[Start INPUT MATERIAL]

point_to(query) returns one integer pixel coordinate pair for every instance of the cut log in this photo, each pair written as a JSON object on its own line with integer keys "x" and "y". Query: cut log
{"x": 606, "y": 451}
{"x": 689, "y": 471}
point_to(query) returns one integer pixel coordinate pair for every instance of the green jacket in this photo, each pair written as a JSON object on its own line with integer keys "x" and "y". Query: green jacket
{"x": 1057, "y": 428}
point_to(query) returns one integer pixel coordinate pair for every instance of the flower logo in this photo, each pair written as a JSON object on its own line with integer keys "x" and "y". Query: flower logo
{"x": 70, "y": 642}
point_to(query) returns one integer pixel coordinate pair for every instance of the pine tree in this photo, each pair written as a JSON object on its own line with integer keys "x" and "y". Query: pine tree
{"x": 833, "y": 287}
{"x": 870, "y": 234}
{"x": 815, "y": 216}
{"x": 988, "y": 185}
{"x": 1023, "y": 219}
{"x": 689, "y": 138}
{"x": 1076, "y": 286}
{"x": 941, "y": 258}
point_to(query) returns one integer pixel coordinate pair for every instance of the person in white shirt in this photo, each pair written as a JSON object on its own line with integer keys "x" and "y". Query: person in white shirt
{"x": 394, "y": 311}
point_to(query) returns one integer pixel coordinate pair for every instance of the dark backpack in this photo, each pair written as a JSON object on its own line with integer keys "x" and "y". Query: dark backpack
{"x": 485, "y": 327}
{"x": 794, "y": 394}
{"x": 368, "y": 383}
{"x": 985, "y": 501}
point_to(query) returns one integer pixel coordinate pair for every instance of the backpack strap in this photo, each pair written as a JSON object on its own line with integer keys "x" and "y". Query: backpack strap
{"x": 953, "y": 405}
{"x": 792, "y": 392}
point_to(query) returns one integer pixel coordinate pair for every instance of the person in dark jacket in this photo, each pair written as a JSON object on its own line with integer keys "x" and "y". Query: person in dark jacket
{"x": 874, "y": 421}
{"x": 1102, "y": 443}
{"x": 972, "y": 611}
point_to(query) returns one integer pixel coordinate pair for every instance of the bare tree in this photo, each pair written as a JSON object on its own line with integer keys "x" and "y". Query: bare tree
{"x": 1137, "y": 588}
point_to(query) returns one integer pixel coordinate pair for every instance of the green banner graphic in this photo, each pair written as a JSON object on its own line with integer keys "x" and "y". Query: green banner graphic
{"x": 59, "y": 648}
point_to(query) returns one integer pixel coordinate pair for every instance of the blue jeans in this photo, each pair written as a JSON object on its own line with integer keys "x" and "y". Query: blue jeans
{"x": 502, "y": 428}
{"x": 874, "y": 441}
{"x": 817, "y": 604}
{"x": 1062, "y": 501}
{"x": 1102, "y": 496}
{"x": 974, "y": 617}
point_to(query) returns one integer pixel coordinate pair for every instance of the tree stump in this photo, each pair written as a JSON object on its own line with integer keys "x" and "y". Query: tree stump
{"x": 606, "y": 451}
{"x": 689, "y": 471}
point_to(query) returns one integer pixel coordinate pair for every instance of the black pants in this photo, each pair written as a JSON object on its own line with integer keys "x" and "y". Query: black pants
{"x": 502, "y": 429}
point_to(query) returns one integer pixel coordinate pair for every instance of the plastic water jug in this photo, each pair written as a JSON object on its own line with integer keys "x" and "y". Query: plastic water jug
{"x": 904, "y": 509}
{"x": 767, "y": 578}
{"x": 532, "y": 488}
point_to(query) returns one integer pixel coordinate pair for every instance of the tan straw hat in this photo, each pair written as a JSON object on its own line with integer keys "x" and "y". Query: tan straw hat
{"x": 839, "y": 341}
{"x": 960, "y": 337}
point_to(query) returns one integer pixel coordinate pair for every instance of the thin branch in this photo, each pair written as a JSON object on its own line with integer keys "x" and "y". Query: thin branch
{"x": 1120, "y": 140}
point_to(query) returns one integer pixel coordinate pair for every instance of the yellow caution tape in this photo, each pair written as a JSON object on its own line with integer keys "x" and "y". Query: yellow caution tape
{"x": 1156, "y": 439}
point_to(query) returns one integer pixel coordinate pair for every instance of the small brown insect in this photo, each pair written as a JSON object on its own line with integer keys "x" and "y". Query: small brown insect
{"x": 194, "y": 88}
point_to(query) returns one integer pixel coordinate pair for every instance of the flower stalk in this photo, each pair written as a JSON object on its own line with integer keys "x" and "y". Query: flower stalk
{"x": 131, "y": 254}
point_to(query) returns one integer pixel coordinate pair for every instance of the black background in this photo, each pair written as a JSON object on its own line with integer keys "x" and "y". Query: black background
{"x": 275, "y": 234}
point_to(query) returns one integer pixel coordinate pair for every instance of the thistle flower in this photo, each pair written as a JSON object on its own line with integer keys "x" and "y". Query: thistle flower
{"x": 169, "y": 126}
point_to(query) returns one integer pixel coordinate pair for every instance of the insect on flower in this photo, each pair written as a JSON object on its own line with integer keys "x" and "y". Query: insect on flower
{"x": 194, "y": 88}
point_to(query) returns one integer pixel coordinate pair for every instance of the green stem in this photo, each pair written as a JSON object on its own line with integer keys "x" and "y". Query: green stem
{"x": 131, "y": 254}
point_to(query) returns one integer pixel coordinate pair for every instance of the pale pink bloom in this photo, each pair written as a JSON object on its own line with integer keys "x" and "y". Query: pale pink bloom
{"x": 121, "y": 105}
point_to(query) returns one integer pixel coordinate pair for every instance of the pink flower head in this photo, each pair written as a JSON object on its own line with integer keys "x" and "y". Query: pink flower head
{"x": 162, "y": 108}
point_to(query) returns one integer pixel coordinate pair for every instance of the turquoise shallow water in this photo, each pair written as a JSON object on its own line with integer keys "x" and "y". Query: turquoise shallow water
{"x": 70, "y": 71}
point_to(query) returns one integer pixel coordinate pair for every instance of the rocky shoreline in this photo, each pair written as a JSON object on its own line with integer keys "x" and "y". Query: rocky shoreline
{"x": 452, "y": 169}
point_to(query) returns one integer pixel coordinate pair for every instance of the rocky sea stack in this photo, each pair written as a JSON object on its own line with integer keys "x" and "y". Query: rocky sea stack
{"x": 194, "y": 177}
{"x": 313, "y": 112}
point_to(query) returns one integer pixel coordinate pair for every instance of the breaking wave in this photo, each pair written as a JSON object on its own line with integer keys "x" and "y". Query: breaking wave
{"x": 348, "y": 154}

[End INPUT MATERIAL]

» WRITTEN TASK: Using the listing above, retype each line exactly.

» TASK RESULT:
point_to(query) returns one integer pixel coordinate pair for every instance of the cut log in this photo, each pair written as a JSON object on its own line with integer keys "x" and "y". Query: cut log
{"x": 606, "y": 451}
{"x": 689, "y": 471}
point_to(query) returns one integer pixel coordinate pair for every instance of the green jacket in this photo, each pair written as a JSON object on its own line with integer keys "x" and "y". Query: green jacket
{"x": 1057, "y": 428}
point_to(query) returns one integer pixel coordinate pair for every instance of the flower logo in this photo, each pair written as a JSON object on its own line with integer keys "x" and "y". Query: flower logo
{"x": 70, "y": 642}
point_to(query) returns one integer pixel coordinate pair for every instance of the pine tree in this photo, each pair written as a JSON object on its own line with integer keys "x" and "y". Query: pine tree
{"x": 833, "y": 287}
{"x": 870, "y": 234}
{"x": 815, "y": 216}
{"x": 988, "y": 185}
{"x": 1023, "y": 219}
{"x": 689, "y": 138}
{"x": 1076, "y": 286}
{"x": 941, "y": 258}
point_to(query) returns one integer pixel coordinate pair for every instance of the person in white shirt in this photo, each pair written as a JSON object on its own line with integer keys "x" and "y". Query: person in white shirt
{"x": 394, "y": 311}
point_to(query) returns one integer pixel coordinate pair for every instance of the dark backpack in this photo, each pair written as a JSON object on its own line with integer keys "x" and "y". Query: dark backpack
{"x": 485, "y": 327}
{"x": 794, "y": 394}
{"x": 368, "y": 383}
{"x": 985, "y": 501}
point_to(query) returns one integer pixel coordinate pair for every instance of the backpack strap in this photo, each pair written as a JSON object on its own line with integer keys "x" and "y". Query: backpack strap
{"x": 953, "y": 405}
{"x": 792, "y": 392}
point_to(query) returns one integer pixel coordinate pair for every instance of the person in dark jacket in this photo, each pair written as a JSON object on its own line with integer keys "x" and "y". Query: person in dark jacket
{"x": 874, "y": 421}
{"x": 1102, "y": 443}
{"x": 972, "y": 611}
point_to(query) returns one integer pixel coordinate pair for every instance of the bare tree in this photo, each pair written as a JSON object on its own line with integer keys "x" and "y". Query: bare tree
{"x": 1137, "y": 588}
point_to(query) returns one integer pixel coordinate pair for every instance of the green banner graphic in this photo, each pair written as a JSON object on its own line with integer keys "x" and "y". Query: green banner graphic
{"x": 59, "y": 648}
point_to(query) returns one integer pixel coordinate pair for every instance of the blue jeans in this photo, each pair written as a JSON object on its own line with integer keys "x" and "y". Query: blue jeans
{"x": 502, "y": 428}
{"x": 874, "y": 441}
{"x": 817, "y": 604}
{"x": 1062, "y": 501}
{"x": 1102, "y": 496}
{"x": 974, "y": 617}
point_to(query) returns one integer pixel coordinate pair for every instance of the tree stump in this photo, each pair written as a JSON object on its own line with integer keys "x" and "y". Query: tree stump
{"x": 606, "y": 451}
{"x": 689, "y": 471}
point_to(query) returns one integer pixel coordinate pair for every instance of the black pants in this photo, each pair written as a JSON object on its own line with integer keys "x" and "y". Query: black pants
{"x": 502, "y": 429}
point_to(query) returns one integer pixel coordinate pair for every instance of the plastic water jug in this photo, each pair written as a JSON object on its own line with integer keys "x" and "y". Query: plastic water jug
{"x": 904, "y": 509}
{"x": 767, "y": 578}
{"x": 532, "y": 488}
point_to(query) returns one integer pixel coordinate pair for every instance of the tan straw hat in this photo, each pair written as a JSON object on its own line with integer keys "x" and "y". Query: tan straw hat
{"x": 839, "y": 341}
{"x": 960, "y": 337}
point_to(query) returns one integer pixel coordinate pair for every instance of the thin branch in this photo, each pair written as a JSON object on its own line with integer keys "x" and "y". Query: thin branch
{"x": 1120, "y": 140}
point_to(query) returns one integer pixel coordinate pair for every instance of the yellow caution tape in this photo, each pair written as a JSON object on its own line with integer keys "x" and "y". Query: yellow caution tape
{"x": 1156, "y": 439}
point_to(query) returns one integer pixel coordinate pair for every instance of the small brown insect in this photo, each pair written as a JSON object on its own line with integer keys "x" and "y". Query: small brown insect
{"x": 194, "y": 88}
point_to(query) returns one integer pixel coordinate pair for every instance of the flower stalk in this photo, each pair written as a JSON object on its own line with integer keys "x" and "y". Query: flower stalk
{"x": 131, "y": 254}
point_to(query) returns one integer pixel coordinate pair for every instance of the black background in this photo, each pair written as a JSON object on its own line with integer keys "x" and "y". Query: black background
{"x": 275, "y": 234}
point_to(query) returns one integer pixel coordinate pair for every instance of the thistle flower in this photo, each pair written as a JSON object on its own line with integer keys "x" and "y". Query: thistle flower
{"x": 169, "y": 126}
point_to(query) returns one integer pixel coordinate pair for every instance of the insect on flower in this photo, each pair written as a JSON object on its own line with integer keys "x" and "y". Query: insect on flower
{"x": 194, "y": 88}
point_to(query) returns one integer pixel coordinate pair for every instance of the green stem in this photo, each pair written as a JSON object on its own line with integer keys "x" and "y". Query: green stem
{"x": 131, "y": 254}
point_to(query) returns one integer pixel coordinate pair for every instance of the pale pink bloom in this photo, each pair written as a JSON object on its own line with integer keys "x" and "y". Query: pale pink bloom
{"x": 121, "y": 105}
point_to(query) returns one integer pixel coordinate pair for every instance of the pink flower head in this photo, each pair written as a JSON object on its own line with integer keys "x" and "y". Query: pink flower head
{"x": 162, "y": 108}
point_to(query) returns one integer pixel coordinate pair for every instance of the turquoise shallow water in this photo, each pair written as a JSON object on its own line with integer keys "x" and "y". Query: turquoise shallow water
{"x": 70, "y": 71}
point_to(query) returns one integer pixel coordinate pair for every instance of the rocky shoreline in this photo, each pair written as a JSON object on its own line with integer keys "x" and "y". Query: rocky shoreline
{"x": 452, "y": 169}
point_to(query) returns one integer pixel coordinate pair for every instance of the rocky sea stack in this photo, each pair written as a JSON object on its own line with integer keys "x" and "y". Query: rocky sea stack
{"x": 194, "y": 177}
{"x": 313, "y": 112}
point_to(query) returns one integer pixel coordinate pair for every instance of the breaking wave in this photo, each pair written as a JSON object on its own line with integer keys "x" and "y". Query: breaking wave
{"x": 348, "y": 154}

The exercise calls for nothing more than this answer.